▸ REQUIRED TASK 1
Count the lines in the listing below that contain the string "american", and reply with that number only.

▸ SOURCE EXCERPT
Artwork credit: Maestra Julianna Fiorentini

 

 

 

Greetings from your fearless leader!

 

Now that summer is in full swing, it also means Pennsic approaches, and so too, do our plans for the great war! Lots of heraldic activities, education and fun are available at Pennsic. For example:

 

 

Pennsic is full of the use of heraldry. So, go and enjoy it! I’ll see you there!!!

 

Remember to keep well-hydrated and use your sunscreen during these warm, sunny months! Being an active herald means getting out there and participating. Take care of yourself and your health, so you can do it more often!

 

I am still working on an Atlantian heralds' T-shirt design and will post it on the heralds' list when I have it all worked out. Watch for news!

 

And while we’re talking about it, if you aren’t on the heralds e-list, why the heck not??? Not only do I impart important info there and discuss matters of policy, we have great heraldic discussions, fun activities, and lots of heraldic education happens! From the online quizzes, to the heraldic definition rounds, to sharing new links and where to find good reference books, it’s the place to be, if you want to be the best herald you can. And I hope you all desire to be that. It’s good to be a herald in Atlantia!

 

Folks sometimes ask me why I expect to see several months of consistent commentary out of potential Golden Dolphin candidates. Really, it’s simple. Golden Dolphin, at its most basic, is an office of paperwork deadlines. Yes, having some skills in understanding armory/name construction and documentation is handy, but even more important is being able to keep up with the monthly deadlines for processing of those submissions. So, to me, not only do I get to see where you lie in the knowledge base, but I also get to see how dedicated you can be towards meeting deadlines. Yes, perhaps you meet your daily paperwork deadlines, but how do I have any proof of that? How do I know that when time gets tight, that you won’t blow off the submissions deadlines, or even worse, stuff part of the submissions into the mattress, thinking "oh, I’ll put out a small letter and just process the rest of them next month"? You know what happens when you start doing that? You get behind, and begin down the path to malfeasance. We have a fiduciary duty to process the submissions (and fees) in a timely fashion, and if you cannot display to me six months of consistently meeting commentary deadlines, then how do I have any surety and peace of mind that you can meet two years of LOI deadlines? We are ALL busy. Now, perhaps more than at any time I can remember over the last 20 years. The person I want for the next Golden Dolphin, I want to be someone whose heart is dedicated to processing submissions for Atlantia to the best of their ability; the person who identifies themselves first and foremost, as a herald, and has a true love of heraldry. You don’t have to be the top book herald, but you do have to be able to say "o.k., I have to set aside this time, JUST for heraldry, for Atlantia’s submitters" and actually do it. I’m looking for dedication, dependability, and love. That’s who the next Golden Dolphin is. So, look inside and see if you are that guy/girl. And if you are, drop me a line so I can be watching, as you crank out commentary for the next six months. I’m looking forward to it! ;-)

▸ REQUIRED TASK 2
Extend the letter to Atlantia's heralds above, picking up right after its final sentence.

▸ DATA FOR PROCESSING
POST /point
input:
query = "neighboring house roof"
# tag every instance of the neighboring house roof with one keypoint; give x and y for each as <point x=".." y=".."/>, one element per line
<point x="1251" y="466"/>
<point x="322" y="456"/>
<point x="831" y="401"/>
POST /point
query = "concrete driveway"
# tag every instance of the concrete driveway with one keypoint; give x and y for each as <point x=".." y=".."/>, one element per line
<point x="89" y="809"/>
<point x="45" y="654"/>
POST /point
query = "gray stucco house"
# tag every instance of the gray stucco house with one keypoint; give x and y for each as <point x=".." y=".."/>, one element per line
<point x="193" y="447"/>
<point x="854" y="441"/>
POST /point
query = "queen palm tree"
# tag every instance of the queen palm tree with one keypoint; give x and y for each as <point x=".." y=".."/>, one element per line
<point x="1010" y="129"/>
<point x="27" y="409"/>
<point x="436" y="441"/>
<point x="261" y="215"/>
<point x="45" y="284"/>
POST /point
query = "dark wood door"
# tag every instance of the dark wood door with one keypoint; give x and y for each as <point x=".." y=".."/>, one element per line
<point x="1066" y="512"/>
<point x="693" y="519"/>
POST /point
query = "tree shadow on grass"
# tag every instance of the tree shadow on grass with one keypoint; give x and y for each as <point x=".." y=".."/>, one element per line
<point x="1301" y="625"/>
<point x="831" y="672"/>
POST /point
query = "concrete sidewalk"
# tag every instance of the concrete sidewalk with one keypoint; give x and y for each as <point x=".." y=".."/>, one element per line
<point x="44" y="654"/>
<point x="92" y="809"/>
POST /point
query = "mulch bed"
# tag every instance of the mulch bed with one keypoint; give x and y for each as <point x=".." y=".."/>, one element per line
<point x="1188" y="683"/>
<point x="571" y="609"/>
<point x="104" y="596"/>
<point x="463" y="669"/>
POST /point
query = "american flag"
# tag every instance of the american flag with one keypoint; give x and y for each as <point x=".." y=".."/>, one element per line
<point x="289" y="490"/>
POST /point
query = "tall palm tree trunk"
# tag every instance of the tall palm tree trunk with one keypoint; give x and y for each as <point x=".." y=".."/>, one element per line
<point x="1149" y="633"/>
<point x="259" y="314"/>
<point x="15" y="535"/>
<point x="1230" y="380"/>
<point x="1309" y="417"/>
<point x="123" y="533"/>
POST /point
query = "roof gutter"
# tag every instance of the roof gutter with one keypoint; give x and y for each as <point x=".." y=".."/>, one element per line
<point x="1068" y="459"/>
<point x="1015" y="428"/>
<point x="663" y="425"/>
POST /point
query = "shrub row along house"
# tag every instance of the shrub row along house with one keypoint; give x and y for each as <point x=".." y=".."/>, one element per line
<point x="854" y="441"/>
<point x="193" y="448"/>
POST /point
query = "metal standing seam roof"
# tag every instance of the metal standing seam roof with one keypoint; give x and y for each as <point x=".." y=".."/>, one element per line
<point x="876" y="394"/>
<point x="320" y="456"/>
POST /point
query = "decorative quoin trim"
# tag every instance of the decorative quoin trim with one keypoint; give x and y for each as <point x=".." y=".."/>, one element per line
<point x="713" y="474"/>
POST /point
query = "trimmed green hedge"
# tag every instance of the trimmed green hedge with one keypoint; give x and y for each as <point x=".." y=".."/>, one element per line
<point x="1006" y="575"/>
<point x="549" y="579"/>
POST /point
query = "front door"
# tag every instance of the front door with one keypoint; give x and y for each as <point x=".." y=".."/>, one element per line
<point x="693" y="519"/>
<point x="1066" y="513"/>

▸ FINAL RESULT 1
2

▸ FINAL RESULT 2
 

Finally, I wrote this in the July Acorn, but it bears repeating here in case you don’t read the officer letters in the Acorn (although I don’t know why you wouldn’t?)...

 

On a more somber note, I’d like to take a moment to discuss something that seems to be becoming more and more common, but that I feel is inappropriate and rather impolite, and that is the heckling or yelling back at court heralds when they make a mistake in court. Being a court herald is not an easy job, and even the best of us make mistakes. We sure don’t want to. Sometimes, you are so busy trying to read ahead, that your mouth says something other than what your brain told it to. And sometimes, you can develop a mental block on a name, or perhaps, you were given the wrong pronunciation, or maybe, nobody was available to tell you Lord Joe Bob got knighted last week… Most heralds do the very best they can, and an honest mistake is just that. They know the second they make a mistake, and just like any performer, are instantly abashed for having not been "perfect". To yell the correction at them in court is rude and unfair. It also reduces what ought to be a wonderful ceremonial occasion into a cheap comedy club. We all have better manners than that. When we don’t display them we teach our newcomers poor habits, which they then perpetuate until there is nothing medieval or special left in this game we play. Next time the court herald bobbles a name, think to yourself, "Bless his/her heart. That was a tough one." And let it go…It really can be a tough thing to perform in court.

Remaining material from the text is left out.